For this exercise, write out each entry below exactly as it reads.

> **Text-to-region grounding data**
____

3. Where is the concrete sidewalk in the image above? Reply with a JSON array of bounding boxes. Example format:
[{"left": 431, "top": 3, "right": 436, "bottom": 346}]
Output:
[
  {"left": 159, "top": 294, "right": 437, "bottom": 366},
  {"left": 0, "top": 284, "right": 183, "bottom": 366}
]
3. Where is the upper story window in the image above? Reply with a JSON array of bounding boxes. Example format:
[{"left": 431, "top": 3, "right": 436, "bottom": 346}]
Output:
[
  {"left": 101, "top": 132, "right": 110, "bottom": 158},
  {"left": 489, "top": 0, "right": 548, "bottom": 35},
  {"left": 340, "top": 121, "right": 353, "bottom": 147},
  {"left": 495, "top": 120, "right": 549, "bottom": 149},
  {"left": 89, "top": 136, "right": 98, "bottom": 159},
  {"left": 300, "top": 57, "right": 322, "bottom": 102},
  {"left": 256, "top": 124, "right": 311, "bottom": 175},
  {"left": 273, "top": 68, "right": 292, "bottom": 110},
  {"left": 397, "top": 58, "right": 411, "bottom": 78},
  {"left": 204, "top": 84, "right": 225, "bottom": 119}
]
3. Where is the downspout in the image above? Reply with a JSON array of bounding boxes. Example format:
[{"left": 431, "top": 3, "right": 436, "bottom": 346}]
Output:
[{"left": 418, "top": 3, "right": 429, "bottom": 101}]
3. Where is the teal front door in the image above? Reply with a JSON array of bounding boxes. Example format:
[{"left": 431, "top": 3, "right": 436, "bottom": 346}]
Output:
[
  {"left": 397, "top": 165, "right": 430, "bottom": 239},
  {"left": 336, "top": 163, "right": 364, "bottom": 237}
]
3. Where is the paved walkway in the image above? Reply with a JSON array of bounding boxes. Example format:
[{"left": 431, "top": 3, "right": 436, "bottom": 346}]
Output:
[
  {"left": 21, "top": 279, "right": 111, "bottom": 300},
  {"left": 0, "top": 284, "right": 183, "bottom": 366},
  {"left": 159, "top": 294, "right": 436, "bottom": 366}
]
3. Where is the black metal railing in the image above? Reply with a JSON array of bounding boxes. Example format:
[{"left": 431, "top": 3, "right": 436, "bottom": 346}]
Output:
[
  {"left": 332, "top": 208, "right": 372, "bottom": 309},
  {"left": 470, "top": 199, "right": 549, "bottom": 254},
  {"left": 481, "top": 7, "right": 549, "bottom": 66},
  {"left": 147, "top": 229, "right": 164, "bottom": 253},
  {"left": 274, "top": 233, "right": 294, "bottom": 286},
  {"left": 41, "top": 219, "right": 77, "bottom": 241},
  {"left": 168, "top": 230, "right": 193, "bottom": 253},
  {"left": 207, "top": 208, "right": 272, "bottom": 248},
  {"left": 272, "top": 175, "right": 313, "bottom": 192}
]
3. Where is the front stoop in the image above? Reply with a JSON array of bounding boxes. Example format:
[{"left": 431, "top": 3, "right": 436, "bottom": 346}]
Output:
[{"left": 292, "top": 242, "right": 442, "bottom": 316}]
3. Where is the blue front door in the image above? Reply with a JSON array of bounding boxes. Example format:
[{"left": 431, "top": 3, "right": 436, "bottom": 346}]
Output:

____

> **SOLUTION FOR THIS PROBLEM**
3. Where is the concrete sidewalk in the image above? Reply with a JSON array of bounding boxes. Example format:
[{"left": 431, "top": 3, "right": 436, "bottom": 346}]
Output:
[
  {"left": 159, "top": 294, "right": 437, "bottom": 366},
  {"left": 0, "top": 284, "right": 183, "bottom": 366}
]
3. Where is the upper story window in the image above? Reply with a JSON array of bounding boxes. Example format:
[{"left": 431, "top": 3, "right": 436, "bottom": 346}]
Output:
[
  {"left": 101, "top": 132, "right": 110, "bottom": 158},
  {"left": 489, "top": 0, "right": 548, "bottom": 35},
  {"left": 340, "top": 121, "right": 353, "bottom": 147},
  {"left": 495, "top": 120, "right": 549, "bottom": 149},
  {"left": 89, "top": 136, "right": 98, "bottom": 159},
  {"left": 300, "top": 57, "right": 322, "bottom": 102},
  {"left": 256, "top": 124, "right": 311, "bottom": 175},
  {"left": 273, "top": 68, "right": 292, "bottom": 110},
  {"left": 397, "top": 58, "right": 411, "bottom": 78},
  {"left": 204, "top": 84, "right": 225, "bottom": 119}
]
3. Where is the downspout in the image above? Reply with a JSON array of bounding boxes. Example format:
[{"left": 431, "top": 3, "right": 436, "bottom": 346}]
Output:
[{"left": 418, "top": 3, "right": 429, "bottom": 101}]
3. Where is the teal front door in the image above? Reply with a JSON array of bounding boxes. Example format:
[{"left": 431, "top": 3, "right": 436, "bottom": 346}]
Output:
[
  {"left": 397, "top": 165, "right": 430, "bottom": 239},
  {"left": 336, "top": 163, "right": 364, "bottom": 237}
]
3. Where is the paved walkway in the image above? Reply with a JSON array of bounding boxes. Example format:
[{"left": 431, "top": 3, "right": 436, "bottom": 346}]
Output:
[
  {"left": 21, "top": 279, "right": 111, "bottom": 300},
  {"left": 0, "top": 284, "right": 183, "bottom": 366},
  {"left": 159, "top": 294, "right": 436, "bottom": 366}
]
3. Where is the black metal railing in the image above? Reply with a JSON array of bounding boxes. Example format:
[{"left": 431, "top": 3, "right": 436, "bottom": 346}]
Output:
[
  {"left": 332, "top": 208, "right": 372, "bottom": 309},
  {"left": 470, "top": 199, "right": 549, "bottom": 254},
  {"left": 481, "top": 7, "right": 549, "bottom": 66},
  {"left": 147, "top": 229, "right": 164, "bottom": 253},
  {"left": 274, "top": 233, "right": 294, "bottom": 286},
  {"left": 41, "top": 219, "right": 77, "bottom": 241},
  {"left": 168, "top": 230, "right": 193, "bottom": 253},
  {"left": 207, "top": 208, "right": 272, "bottom": 248},
  {"left": 272, "top": 175, "right": 313, "bottom": 192}
]
3. Where is the front stoop in the image above? Reply with a JSON array of bounding boxes. Example format:
[{"left": 431, "top": 3, "right": 436, "bottom": 346}]
Output:
[{"left": 292, "top": 242, "right": 442, "bottom": 316}]
3. Where is the blue front door in the image above? Reply with a JSON array of bounding boxes. Example format:
[{"left": 431, "top": 3, "right": 436, "bottom": 346}]
Output:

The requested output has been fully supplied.